Pictures should be omitted; restate word for word the lines from the one holding "In this practice step, locate the number 15" through the last line of the entries below.

Materials provided section start

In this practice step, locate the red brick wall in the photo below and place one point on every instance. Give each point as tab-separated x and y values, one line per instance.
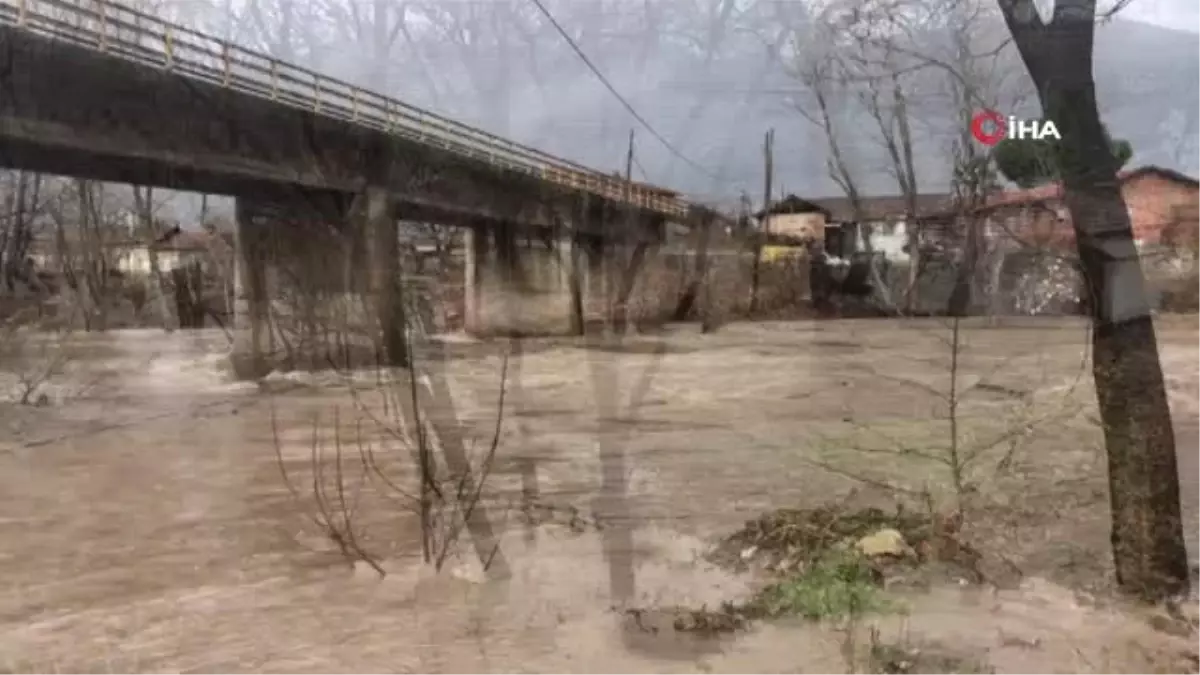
1156	204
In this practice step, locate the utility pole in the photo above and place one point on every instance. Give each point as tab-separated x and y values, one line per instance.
768	150
619	304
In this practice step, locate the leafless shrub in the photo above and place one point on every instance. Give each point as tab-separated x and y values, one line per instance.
409	414
33	359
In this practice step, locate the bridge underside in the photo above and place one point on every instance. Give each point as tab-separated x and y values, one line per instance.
73	111
318	201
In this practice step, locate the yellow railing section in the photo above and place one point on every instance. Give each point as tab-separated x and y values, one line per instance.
114	29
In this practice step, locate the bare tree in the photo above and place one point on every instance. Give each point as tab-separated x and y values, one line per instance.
22	203
1147	530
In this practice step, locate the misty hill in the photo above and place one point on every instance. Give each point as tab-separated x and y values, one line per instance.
718	112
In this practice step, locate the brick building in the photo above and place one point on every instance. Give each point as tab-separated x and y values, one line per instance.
1164	209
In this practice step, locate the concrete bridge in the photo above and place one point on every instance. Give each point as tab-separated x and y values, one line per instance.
322	171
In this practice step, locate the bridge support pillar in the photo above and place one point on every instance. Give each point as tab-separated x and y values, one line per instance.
251	330
477	254
371	215
519	282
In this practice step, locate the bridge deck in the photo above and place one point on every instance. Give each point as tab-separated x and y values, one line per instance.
102	91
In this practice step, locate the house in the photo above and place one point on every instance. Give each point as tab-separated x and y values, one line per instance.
1164	209
796	219
883	217
130	255
174	249
886	217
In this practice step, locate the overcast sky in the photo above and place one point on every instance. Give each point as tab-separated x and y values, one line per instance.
1182	15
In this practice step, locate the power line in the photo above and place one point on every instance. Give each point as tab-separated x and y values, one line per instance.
612	89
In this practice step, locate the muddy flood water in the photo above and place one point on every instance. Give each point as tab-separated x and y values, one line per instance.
147	526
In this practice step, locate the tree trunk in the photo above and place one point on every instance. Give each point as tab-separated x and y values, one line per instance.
1147	531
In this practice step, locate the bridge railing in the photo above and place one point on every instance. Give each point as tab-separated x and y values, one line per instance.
115	29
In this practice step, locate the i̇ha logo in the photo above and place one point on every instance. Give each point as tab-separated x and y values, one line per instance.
990	127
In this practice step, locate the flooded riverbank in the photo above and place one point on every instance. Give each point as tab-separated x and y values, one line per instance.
148	527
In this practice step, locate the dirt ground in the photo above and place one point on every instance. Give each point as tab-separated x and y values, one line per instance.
149	530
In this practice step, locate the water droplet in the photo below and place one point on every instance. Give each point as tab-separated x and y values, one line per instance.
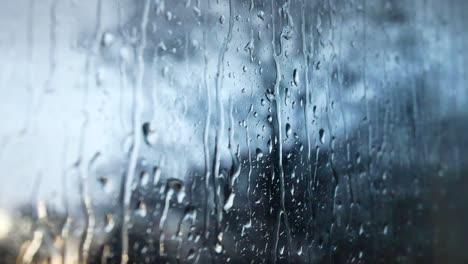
229	202
261	15
156	175
259	154
144	178
141	209
149	133
322	135
288	130
107	39
110	223
295	77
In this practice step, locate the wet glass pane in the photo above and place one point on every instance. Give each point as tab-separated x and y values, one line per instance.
229	131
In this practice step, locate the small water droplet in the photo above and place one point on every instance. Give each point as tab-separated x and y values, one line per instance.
141	209
259	154
107	39
295	77
322	135
261	15
222	19
149	133
110	223
156	175
144	178
229	202
288	130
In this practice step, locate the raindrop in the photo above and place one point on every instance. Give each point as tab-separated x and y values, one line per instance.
110	223
322	135
107	39
259	154
144	178
141	209
295	77
261	15
156	175
229	202
149	133
288	130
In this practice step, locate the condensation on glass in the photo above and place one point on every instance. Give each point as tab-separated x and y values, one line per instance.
228	131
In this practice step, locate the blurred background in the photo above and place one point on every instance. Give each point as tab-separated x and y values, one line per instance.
228	131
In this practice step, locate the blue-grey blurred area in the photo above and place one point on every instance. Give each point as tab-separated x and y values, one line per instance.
229	131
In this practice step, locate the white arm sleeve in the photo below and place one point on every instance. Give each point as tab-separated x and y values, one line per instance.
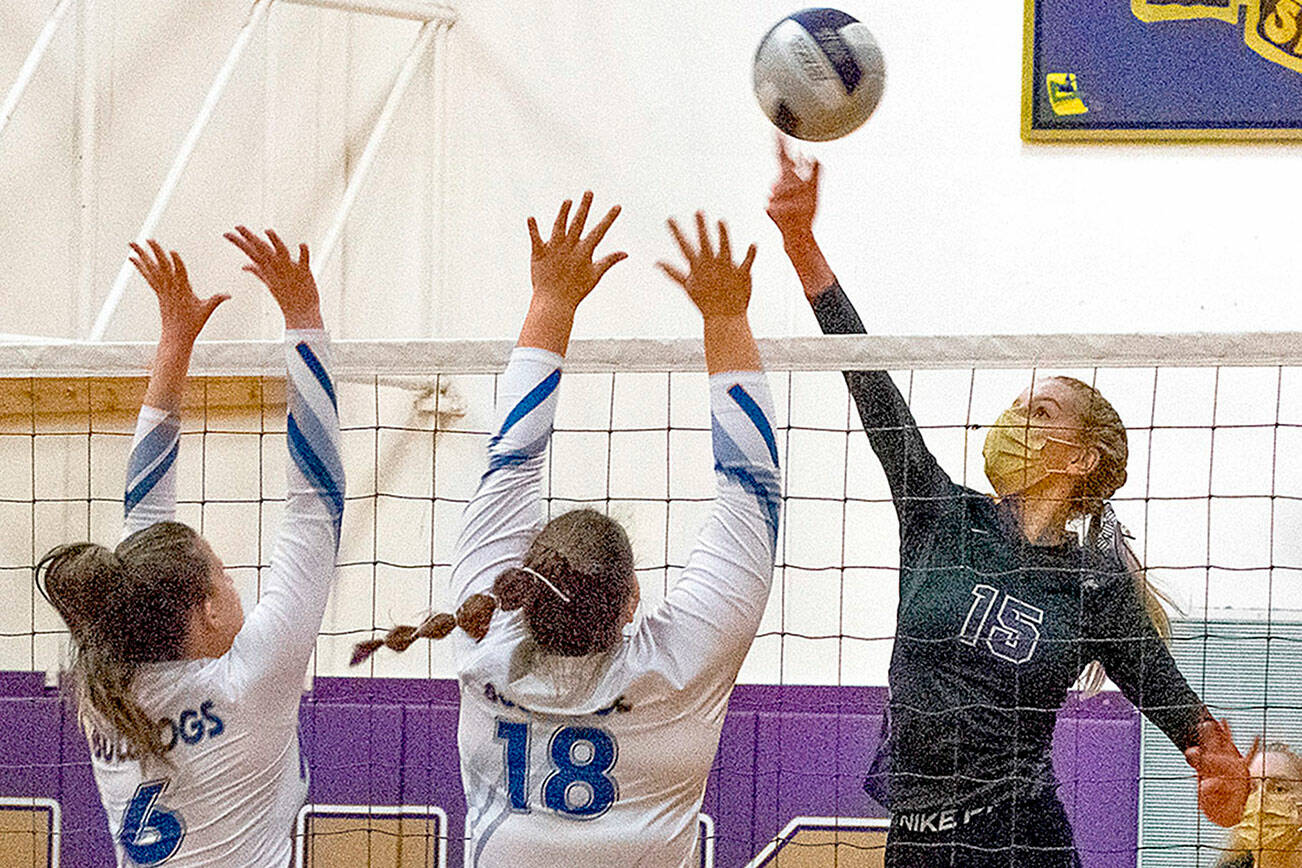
504	514
150	496
710	616
270	653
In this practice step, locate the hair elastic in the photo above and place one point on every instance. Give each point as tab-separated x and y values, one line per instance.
547	582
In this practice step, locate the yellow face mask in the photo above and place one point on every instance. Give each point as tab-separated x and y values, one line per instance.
1014	452
1270	824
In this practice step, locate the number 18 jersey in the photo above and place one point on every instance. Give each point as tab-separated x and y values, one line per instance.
603	759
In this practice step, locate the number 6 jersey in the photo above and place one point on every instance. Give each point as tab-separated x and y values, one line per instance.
233	781
602	760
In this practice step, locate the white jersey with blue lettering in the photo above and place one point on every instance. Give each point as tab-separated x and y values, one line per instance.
235	781
602	760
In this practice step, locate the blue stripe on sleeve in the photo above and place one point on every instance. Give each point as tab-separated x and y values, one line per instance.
151	448
727	452
757	417
314	469
535	397
314	432
142	489
764	492
318	370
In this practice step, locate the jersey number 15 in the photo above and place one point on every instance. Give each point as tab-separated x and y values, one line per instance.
580	785
1014	630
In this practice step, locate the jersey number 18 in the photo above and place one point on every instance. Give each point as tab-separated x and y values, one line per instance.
580	785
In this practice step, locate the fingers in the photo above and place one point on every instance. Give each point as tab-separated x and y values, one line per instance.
576	228
534	238
603	266
749	259
212	303
703	237
281	250
682	242
784	158
561	219
180	268
675	275
599	230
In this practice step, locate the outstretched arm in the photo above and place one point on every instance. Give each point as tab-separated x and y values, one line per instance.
270	653
504	514
918	486
150	493
708	618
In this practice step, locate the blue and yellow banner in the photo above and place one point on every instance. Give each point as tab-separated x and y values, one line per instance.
1163	69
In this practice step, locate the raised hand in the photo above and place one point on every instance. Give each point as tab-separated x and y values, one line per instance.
561	267
720	290
1224	782
714	283
184	314
793	199
290	283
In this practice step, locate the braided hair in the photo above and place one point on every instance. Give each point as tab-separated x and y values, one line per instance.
573	588
1102	428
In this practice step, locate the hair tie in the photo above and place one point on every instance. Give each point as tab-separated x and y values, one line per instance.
547	582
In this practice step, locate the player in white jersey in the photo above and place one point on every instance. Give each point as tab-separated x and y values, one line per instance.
580	745
190	708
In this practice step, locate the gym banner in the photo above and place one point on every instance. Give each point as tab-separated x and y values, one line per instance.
1162	69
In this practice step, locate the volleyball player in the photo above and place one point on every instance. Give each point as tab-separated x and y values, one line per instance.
1001	609
580	745
190	708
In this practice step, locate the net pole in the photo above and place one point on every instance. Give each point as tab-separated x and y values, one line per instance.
409	9
179	164
33	61
330	244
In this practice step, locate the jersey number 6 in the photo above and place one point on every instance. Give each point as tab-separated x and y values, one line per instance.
580	785
150	833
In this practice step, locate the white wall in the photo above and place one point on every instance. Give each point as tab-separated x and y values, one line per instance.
938	219
935	215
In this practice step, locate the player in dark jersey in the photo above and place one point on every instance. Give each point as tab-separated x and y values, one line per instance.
1001	609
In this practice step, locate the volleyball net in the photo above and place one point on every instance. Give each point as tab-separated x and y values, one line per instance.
1214	500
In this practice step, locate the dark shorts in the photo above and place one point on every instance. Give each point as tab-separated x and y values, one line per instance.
1012	834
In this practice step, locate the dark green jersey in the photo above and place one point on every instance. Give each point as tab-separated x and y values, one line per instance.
992	630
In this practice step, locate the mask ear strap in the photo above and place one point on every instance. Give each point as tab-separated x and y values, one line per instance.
547	582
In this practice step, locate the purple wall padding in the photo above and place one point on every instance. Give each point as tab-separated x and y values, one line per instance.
785	751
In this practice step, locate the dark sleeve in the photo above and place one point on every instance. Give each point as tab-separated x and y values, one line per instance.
918	486
1121	637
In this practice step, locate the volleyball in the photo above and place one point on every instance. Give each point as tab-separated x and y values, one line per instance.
819	74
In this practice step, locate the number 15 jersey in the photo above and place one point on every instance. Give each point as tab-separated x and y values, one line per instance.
603	759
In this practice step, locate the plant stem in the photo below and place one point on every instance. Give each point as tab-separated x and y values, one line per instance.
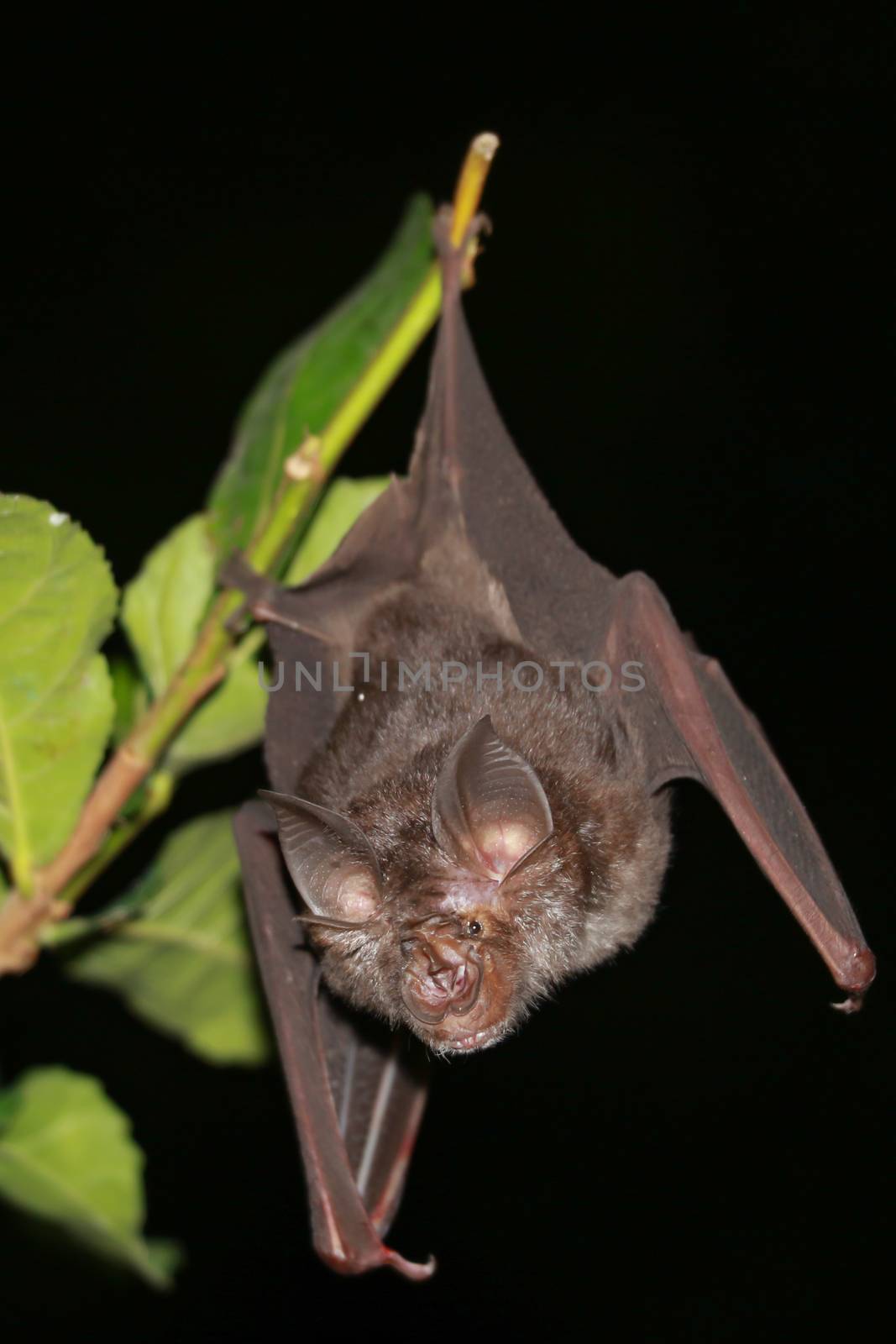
22	917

Materials provided section end

** Written answer **
In this practice step, locate the number 15 jersey in the photo above and place one point on every instance. Give each point as tab-separated x and y values, one line per instance.
603	759
In this practice step, locate the plant stem in the photo below and place one point on every instance. Give each point as tab-separated x and y values, one line per instance.
22	917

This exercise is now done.